> [Your instructions]: Starting at the line below that contains "the red hull", print each line through the end of the records exactly as it appears.
╭─ Dataset extract
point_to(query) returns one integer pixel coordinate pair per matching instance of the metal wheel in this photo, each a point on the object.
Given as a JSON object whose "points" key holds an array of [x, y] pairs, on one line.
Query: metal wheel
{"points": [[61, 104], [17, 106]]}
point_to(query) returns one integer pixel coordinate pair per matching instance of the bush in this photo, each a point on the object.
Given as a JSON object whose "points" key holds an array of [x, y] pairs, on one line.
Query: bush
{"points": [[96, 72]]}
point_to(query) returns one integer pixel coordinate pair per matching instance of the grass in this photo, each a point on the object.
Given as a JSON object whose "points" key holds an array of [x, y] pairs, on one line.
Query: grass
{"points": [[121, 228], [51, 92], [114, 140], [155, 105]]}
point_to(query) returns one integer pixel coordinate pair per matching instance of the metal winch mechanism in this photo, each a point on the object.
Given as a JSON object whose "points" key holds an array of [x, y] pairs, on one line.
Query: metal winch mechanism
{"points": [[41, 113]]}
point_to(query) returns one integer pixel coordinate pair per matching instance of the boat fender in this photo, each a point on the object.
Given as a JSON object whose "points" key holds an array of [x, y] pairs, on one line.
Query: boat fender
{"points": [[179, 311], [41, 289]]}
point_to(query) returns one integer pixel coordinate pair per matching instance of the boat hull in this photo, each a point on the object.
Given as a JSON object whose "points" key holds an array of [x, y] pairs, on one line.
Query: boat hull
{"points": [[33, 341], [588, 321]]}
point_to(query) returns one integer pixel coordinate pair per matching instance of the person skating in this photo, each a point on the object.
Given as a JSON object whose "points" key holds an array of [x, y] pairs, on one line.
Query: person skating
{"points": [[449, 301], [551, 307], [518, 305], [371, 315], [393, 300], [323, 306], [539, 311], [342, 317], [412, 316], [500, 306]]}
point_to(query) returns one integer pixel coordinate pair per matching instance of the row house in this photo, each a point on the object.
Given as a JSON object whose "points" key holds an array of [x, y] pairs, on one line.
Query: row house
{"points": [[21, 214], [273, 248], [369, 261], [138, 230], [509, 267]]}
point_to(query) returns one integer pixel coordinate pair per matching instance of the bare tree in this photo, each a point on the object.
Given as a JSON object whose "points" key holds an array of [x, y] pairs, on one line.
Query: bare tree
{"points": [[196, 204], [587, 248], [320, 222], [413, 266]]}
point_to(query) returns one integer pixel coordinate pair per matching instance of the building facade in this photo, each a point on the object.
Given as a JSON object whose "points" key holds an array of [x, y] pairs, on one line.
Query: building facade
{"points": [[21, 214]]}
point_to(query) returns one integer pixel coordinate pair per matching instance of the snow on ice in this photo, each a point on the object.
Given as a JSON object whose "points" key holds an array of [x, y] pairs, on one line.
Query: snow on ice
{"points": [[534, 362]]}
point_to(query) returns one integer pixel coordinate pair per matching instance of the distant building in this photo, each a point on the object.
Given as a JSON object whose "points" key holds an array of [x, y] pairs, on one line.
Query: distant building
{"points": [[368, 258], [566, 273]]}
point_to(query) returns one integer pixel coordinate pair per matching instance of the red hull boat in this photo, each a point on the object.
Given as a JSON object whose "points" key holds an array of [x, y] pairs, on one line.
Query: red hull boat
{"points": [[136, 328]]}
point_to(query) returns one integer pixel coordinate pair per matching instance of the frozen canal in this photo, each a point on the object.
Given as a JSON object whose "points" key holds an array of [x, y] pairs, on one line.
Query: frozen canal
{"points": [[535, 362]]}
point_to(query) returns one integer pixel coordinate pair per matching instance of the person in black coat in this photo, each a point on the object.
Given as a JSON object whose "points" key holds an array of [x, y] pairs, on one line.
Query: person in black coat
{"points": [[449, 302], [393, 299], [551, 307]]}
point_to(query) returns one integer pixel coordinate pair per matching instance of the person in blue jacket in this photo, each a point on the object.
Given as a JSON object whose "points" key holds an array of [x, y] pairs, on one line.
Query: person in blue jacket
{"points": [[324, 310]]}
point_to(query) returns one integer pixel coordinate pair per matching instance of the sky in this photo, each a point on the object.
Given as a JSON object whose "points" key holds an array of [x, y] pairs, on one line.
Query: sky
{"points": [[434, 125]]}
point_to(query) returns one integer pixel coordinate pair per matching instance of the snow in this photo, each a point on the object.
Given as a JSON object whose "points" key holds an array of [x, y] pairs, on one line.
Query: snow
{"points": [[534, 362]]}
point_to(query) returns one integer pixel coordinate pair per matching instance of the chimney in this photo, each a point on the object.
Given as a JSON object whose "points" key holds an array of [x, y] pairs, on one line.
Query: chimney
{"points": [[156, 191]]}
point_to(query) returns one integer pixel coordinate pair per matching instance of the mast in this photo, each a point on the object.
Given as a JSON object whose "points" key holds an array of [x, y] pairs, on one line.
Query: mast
╰─
> [Result of this exercise]:
point_to(query) returns one integer pixel coordinate pair per matching instance of the red hull boat in this photo, each a point on the object.
Given as a JSON object whose "points" key holds an array of [x, y] pairs, on one line.
Query: red hull boat
{"points": [[136, 328]]}
point_to(query) returns one integer pixel coordinate pair per matching instance of the frozen canal in this photo, each a point on the object.
Given as a JSON object whose "points" key holds an array of [x, y] pairs, on one line.
Query: frozen canal
{"points": [[535, 362]]}
point_to(query) returns one integer pixel coordinate pair per matching instance of the person in black coat in this photo, each a point on the object.
Given as a JSON object whose "points" key holds an array of [x, y] pairs, on one line.
Query: person in black coat
{"points": [[449, 302], [393, 299], [551, 307]]}
point_to(query) returns one integer pixel coordinate pair per matching instance of the person in blue jacket in this photo, each a point on the object.
Given as a JSON object whose "points" key holds an array of [x, y] pairs, on one line.
Query: person in blue jacket
{"points": [[324, 310]]}
point_to(query) returns one integer pixel coordinate pair per matching instance of the sky in this photo, each a point on the object.
Given as a JSON object whose "points" key holds an array of [x, y] pairs, on one line.
Query: sky
{"points": [[434, 125]]}
point_to(query) returns one integer pixel coordinate pair per matching instance of the snow in this photo, each a point on the object.
Given as a JSON object whose "points" key holds an array of [x, y] pairs, on one line.
Query: snow
{"points": [[534, 362]]}
point_to(query) returns one integer pixel coordinate pair per matching instance of the chimney in this photo, each a point on the object.
Given as a JSON object whose "points" key holds an array of [x, y] pairs, on one line.
Query: chimney
{"points": [[156, 191]]}
point_to(query) returns one integer pixel coordinate pair per matching instance of the mast in this photo, each a point on the object.
Given as a JSON object whose "points" key holds an array of [x, y] pairs, on one line.
Query: mast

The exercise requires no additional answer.